Task requirements => Print all entries below exactly as they appear.

━━ Entries provided ━━

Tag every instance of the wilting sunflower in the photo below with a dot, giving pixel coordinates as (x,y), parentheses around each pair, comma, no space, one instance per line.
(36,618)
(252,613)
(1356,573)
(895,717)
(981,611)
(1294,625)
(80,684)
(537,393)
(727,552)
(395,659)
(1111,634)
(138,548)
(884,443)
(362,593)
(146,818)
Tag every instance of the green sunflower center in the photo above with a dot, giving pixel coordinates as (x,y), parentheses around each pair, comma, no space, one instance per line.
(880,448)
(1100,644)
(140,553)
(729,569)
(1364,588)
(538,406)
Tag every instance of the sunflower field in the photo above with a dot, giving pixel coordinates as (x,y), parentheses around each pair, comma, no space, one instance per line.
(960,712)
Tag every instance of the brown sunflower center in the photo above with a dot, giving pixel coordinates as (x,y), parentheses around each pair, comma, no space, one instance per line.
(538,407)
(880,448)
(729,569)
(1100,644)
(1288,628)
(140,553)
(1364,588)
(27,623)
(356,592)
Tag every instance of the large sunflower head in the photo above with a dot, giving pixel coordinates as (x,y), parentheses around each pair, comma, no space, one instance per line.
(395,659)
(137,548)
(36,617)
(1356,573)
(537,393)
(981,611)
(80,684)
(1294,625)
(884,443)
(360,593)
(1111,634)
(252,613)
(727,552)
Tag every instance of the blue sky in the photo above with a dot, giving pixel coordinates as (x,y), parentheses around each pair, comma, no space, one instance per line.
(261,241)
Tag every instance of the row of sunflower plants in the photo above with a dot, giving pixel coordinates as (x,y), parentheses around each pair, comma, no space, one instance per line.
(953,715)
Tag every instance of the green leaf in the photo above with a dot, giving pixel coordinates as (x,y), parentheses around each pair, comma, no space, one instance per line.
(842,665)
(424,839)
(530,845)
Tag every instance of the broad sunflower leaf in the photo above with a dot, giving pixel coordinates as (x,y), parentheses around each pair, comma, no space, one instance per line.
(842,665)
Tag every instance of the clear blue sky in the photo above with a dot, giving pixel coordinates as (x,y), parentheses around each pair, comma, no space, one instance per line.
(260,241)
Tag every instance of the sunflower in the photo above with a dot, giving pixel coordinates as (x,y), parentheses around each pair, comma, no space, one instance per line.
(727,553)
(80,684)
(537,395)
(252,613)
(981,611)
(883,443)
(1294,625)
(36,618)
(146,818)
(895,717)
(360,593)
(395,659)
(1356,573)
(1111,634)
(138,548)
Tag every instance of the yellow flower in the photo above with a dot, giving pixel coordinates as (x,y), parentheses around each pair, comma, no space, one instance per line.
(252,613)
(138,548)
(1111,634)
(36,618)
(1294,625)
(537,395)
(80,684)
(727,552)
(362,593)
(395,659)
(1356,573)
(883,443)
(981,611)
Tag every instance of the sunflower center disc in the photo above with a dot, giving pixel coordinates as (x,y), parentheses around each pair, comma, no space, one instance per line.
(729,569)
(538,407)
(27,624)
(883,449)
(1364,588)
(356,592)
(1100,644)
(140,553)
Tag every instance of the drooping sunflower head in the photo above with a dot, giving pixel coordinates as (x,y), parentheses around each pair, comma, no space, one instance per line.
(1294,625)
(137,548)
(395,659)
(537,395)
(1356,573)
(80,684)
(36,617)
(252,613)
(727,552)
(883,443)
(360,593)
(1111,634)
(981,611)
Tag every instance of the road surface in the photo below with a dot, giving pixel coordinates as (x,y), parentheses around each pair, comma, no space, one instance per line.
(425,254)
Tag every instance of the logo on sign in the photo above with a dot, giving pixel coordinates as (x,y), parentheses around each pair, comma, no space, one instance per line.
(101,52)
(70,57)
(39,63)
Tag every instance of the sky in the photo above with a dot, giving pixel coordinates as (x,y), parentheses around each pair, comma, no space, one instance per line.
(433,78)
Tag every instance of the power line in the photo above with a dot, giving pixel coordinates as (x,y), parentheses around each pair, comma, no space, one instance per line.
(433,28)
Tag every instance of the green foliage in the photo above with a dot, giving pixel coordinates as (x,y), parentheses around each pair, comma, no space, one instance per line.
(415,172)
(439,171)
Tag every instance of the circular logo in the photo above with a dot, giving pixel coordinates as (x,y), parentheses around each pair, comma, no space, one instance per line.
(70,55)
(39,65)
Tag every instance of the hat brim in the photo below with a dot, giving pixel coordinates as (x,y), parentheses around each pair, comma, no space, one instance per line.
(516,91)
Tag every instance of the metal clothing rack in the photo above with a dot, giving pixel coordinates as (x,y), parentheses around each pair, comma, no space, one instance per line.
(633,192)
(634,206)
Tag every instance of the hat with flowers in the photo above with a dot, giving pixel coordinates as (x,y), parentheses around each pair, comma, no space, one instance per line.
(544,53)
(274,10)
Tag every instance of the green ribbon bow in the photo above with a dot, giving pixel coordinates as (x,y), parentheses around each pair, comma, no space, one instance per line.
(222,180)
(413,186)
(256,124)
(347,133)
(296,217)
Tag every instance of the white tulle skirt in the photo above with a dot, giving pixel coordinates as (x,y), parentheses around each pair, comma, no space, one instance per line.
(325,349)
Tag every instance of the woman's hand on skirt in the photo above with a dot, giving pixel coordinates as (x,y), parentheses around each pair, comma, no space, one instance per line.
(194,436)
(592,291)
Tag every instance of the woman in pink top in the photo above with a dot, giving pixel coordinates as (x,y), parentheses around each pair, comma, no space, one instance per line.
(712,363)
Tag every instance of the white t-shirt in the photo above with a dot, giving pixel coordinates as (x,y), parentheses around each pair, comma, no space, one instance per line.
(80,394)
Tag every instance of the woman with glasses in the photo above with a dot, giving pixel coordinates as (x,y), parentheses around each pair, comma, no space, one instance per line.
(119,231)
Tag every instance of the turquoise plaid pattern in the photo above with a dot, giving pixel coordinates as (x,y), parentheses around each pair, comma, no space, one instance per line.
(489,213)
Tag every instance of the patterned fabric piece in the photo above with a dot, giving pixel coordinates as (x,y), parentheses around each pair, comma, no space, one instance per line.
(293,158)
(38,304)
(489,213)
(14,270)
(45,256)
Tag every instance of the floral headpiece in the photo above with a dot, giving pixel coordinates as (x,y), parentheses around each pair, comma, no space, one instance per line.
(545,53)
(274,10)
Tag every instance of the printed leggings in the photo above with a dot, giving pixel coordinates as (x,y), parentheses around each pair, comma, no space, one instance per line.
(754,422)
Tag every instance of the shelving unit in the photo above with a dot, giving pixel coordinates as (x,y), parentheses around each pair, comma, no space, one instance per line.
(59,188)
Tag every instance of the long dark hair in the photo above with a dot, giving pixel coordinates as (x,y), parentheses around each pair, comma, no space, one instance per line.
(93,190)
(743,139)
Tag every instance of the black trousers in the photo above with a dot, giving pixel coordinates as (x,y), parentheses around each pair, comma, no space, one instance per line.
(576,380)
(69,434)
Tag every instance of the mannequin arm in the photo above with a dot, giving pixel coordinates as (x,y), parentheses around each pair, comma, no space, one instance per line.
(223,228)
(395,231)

━━━

Written answer =>
Tag every instance of the wilting sunflower in the photo below with a dot, giving pixel coordinates as (x,y), parentheses around each pair, comma, no space, one instance per line.
(36,618)
(252,613)
(1356,573)
(895,717)
(981,611)
(1294,625)
(80,684)
(537,393)
(727,552)
(395,659)
(1111,634)
(138,548)
(884,443)
(362,593)
(146,818)
Tag every instance of the green sunflower center in the photo above with a dot, giving pixel coordinates as (x,y), parentheses around each pair, comma, no space, one instance per line.
(880,448)
(1100,644)
(140,553)
(729,569)
(1364,588)
(538,406)
Tag every instance of the sunflower field in the photo above with a dot, giving pixel coordinates as (x,y), parentheses around each pair, comma, no space, one instance per line.
(960,712)
Tag every instance of the brown sunflower center in the photo above with a dot, giving pixel coordinates as (x,y), parentheses around each pair, comma, no space, one instance per line.
(538,407)
(880,448)
(729,569)
(1100,644)
(1288,628)
(140,553)
(1364,588)
(27,623)
(356,592)
Tag every instance of the large sunflower head in the photo above with a dot, giving pixel coordinates as (x,y), parentheses around each pair, comma, no space, one instance per line.
(395,659)
(137,548)
(36,617)
(1356,573)
(537,393)
(981,611)
(80,684)
(1294,625)
(884,443)
(360,593)
(1111,634)
(252,613)
(727,552)
Tag every instance of the blue sky in the photo above with a dot, giving pixel coordinates as (x,y), parentheses around each pair, comma, no space, one instance per line.
(261,241)
Tag every instance of the row of sunflower plants in the photo above with a dot, giving pixel coordinates as (x,y), parentheses around each pair, comma, no space, one instance per line.
(953,715)
Tag every instance of the green leaf in the photo above with a dot, giving pixel coordinates as (x,y), parentheses around each pair, comma, no space, one instance per line.
(842,665)
(424,839)
(530,845)
Tag every instance of the broad sunflower leaf in the photo above with a dot, giving pixel coordinates as (x,y), parentheses around each pair, comma, no space, one instance per line.
(842,665)
Tag every instance of the clear blue sky in the photo above with a dot, giving pixel coordinates as (x,y), parentheses around each pair, comma, no space, one instance per line.
(260,241)
Tag every instance of the sunflower in the photo above with a dot, giving pixel coordinates as (x,y), parentheses around each pair, comma, no space, one instance per line.
(727,553)
(80,684)
(537,395)
(252,613)
(981,611)
(883,443)
(1294,625)
(36,618)
(146,818)
(895,717)
(360,593)
(395,659)
(1356,573)
(1111,634)
(138,548)
Tag every instance of the yellow flower in the photo above with a dot, giving pixel coordinates as (x,y), parentheses around each pair, comma, no space, one instance per line.
(252,613)
(138,548)
(1111,634)
(36,618)
(1294,625)
(537,395)
(80,684)
(727,552)
(362,593)
(395,659)
(1356,573)
(883,443)
(981,611)
Tag every instance of the sunflower center disc in the photo above with a dot, giving pixel coordinates as (x,y), parentheses around each pair, comma, no space, one instance per line.
(729,569)
(538,407)
(27,624)
(883,449)
(1364,588)
(356,592)
(1100,644)
(140,553)
Tag every instance of the drooping sunflower head in the photo above with a dot, giving pixel coordinates as (x,y), parentheses around each pair, comma, no space, one instance per line.
(1294,625)
(137,548)
(395,659)
(537,395)
(1356,573)
(80,684)
(36,617)
(252,613)
(727,552)
(883,443)
(360,593)
(1111,634)
(981,611)
Tag every instance of the road surface in the photo below with a dot, giving pixel coordinates as (x,y), parentheses around each pair, comma, no space, one instance per line.
(425,254)
Tag every instance of the logo on sign in the photo above with a dot, giving pixel coordinates as (x,y), parentheses around each pair, comma, no space, one instance per line.
(101,52)
(70,57)
(39,63)
Tag every instance of the sky in the photo above with a dot, giving pixel coordinates as (x,y), parentheses around each pair, comma, no space, one instance per line.
(433,78)
Tag every instance of the power line in the photo above with a dot, giving pixel coordinates as (x,y), parentheses around each pair, comma, no space, one instance per line.
(433,28)
Tag every instance of the green foliage in the photo above with a dot, giving pixel coordinates as (x,y), parentheses around each pair, comma, no space, one instance per line.
(415,172)
(439,171)
Tag every instance of the circular logo in the photo above with a dot, giving pixel coordinates as (x,y), parentheses around each pair, comma, no space, one instance per line.
(70,55)
(39,65)
Tag every instance of the hat brim in the photo below with a dot, giving pixel coordinates as (x,y), parentheses around each pair, comma, no space, one instance per line.
(516,91)
Tag every instance of the metal clothing rack in the photo above with a dot, giving pixel coordinates as (x,y), parentheses around each pair, comma, no space, one instance per line.
(633,192)
(634,206)
Tag every instance of the hat with flowers in the photo above with a dot, giving pixel coordinates as (x,y), parentheses around each pair, comma, no space, one instance per line.
(544,53)
(274,10)
Tag every instance of the green ribbon bow in the photo above with a dot, giving pixel coordinates as (x,y), parentheses around each pair, comma, no space, one instance per line.
(222,180)
(413,186)
(256,124)
(347,133)
(296,217)
Tag every instance of the white tulle skirt in the photo above with a dot, giving pixel coordinates as (x,y), parentheses around each pair, comma, no space, one instance per line.
(325,349)
Tag every instance of the woman's hand on skirt in the photo above with a dot, giving pixel coordinates as (x,y), parentheses around each pair, comma, no space, one instance per line.
(194,436)
(592,291)
Tag every instance of the woman in pink top in the photo above with a dot, giving pixel coordinates as (x,y), parentheses around each pair, comma, no space, one instance per line.
(712,363)
Tag every instance of the white t-shirt in the photo above with a dot, giving pixel coordinates as (x,y), parentheses around each pair, comma, no space, one instance per line.
(80,394)
Tag every instance of the woman with glasses in the photo above with a dot, giving pixel coordinates as (x,y), parentheses around each pair, comma, no space, one instance per line.
(119,231)
Tag every instance of the turquoise plaid pattern in the photo above with a dot, giving pixel coordinates as (x,y), parentheses around each pair, comma, no space, one instance per line.
(489,213)
Tag every instance of the patterned fabric piece in the photo above with a dot, giving pixel coordinates as (x,y), parentheses around each pair, comma, no space, one instance per line.
(293,158)
(38,304)
(489,213)
(14,270)
(45,256)
Tag every instance of the floral headpiece in the photo above with a dot, giving pixel coordinates as (x,y), parentheses around each pair, comma, no space, one instance per line.
(545,53)
(274,10)
Tag every instance of the printed leggings in the photo above with a dot, giving pixel coordinates as (x,y), parentheses around each pair, comma, no space, one instance per line.
(754,422)
Tag every instance of the shelving unit in the photo above with a dot, giving pixel coordinates as (x,y), parentheses around each pair, comma, no space, one instance per line.
(59,188)
Tag every instance of the long dark hair in the photo above with a dot, giving pixel coordinates as (x,y), parentheses around each pair, comma, no space, one instance per line.
(93,190)
(743,139)
Tag every instance of the black trousers in the photo above with a dot, giving pixel coordinates as (x,y), parentheses around each pair, comma, no space, one instance per line.
(576,380)
(69,434)
Tag every instance of the mannequin arm in the photo above with a dot, giving pixel coordinates as (x,y), parentheses around each pair, comma, no space, one instance per line.
(223,228)
(395,231)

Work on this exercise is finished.